The gravity of JUPITER (Justification for the Use of Statins in Primary Prevention: An Intervention Trial Evaluating Rosuvastatin)

James H O'Keefe, Maia D Carter, Carl J Lavie, David S H Bell
Postgraduate Medicine 2009, 121 (3): 113-8
In the recently published Justification for the Use of Statins in Primary Prevention: An Intervention Trial Evaluating Rosuvastatin (JUPITER) study, a large, randomized, placebo-controlled trial, rosuvastatin proved to be safe and remarkably effective in the setting of primary prevention. In patients without coronary heart disease or diabetes, with a baseline low-density lipoprotein cholesterol (LDL-C) level < 130 mg/dL and a C-reactive protein (CRP) > or = 2mg/L, a statin-induced LDL-C reduction of 50% reduced serious cardiac events by about 50%, including in women and the elderly, and also lowered all-cause mortality. The mean on-treatment LDL-C level (55 mg/dL) in the rosuvastatin arm of JUPITER was about in the mid-range of the physiologically normal levels. C-reactive protein screening should be considered, especially in patients without preexisting indications for statin therapy. In general, the CRP-lowering efficacy of statin therapy is directly and significantly correlated with its LDL-C-lowering activity. Simvastatin, at the 80-mg daily dose, is more toxic to muscles and liver than other statins at their highest dose, and thus should be used with caution.

_TASKS TO COMPLETE_
**A.** List every author named in the JUPITER summary.
**B.** According to the JUPITER summary, why should simvastatin at the 80-mg daily dose be used with caution?

_Stored records_
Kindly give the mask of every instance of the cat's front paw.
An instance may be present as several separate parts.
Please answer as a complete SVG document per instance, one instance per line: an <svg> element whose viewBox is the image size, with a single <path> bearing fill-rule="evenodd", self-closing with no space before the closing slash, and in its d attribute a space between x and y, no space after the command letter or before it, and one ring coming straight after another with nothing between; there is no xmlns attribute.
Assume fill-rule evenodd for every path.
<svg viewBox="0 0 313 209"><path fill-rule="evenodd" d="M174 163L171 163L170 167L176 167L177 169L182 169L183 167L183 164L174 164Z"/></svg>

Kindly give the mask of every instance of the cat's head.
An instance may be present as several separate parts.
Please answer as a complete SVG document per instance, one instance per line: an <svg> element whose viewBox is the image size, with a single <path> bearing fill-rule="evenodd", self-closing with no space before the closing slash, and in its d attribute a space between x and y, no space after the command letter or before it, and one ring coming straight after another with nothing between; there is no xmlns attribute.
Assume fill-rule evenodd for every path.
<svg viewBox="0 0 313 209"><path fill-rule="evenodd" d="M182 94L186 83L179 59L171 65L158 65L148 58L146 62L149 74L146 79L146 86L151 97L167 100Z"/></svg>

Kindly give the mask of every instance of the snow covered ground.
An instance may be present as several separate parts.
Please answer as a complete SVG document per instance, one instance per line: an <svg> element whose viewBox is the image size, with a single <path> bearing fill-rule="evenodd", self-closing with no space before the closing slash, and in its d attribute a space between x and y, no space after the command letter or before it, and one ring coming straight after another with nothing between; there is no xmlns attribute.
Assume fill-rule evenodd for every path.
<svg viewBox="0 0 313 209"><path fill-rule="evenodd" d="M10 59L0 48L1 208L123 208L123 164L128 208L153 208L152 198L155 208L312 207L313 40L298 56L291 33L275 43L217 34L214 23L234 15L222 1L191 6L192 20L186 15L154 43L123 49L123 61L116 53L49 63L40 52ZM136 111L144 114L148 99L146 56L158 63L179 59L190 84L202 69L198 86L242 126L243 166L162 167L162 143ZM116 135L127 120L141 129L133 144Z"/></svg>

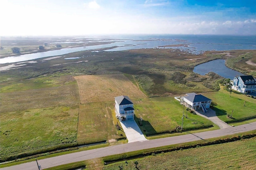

_YOUR WRITTEN ANSWERS_
**A.** James H O'Keefe, Maia D Carter, Carl J Lavie, David S H Bell

**B.** At that dose, simvastatin is more toxic to muscles and liver than other statins at their highest dose.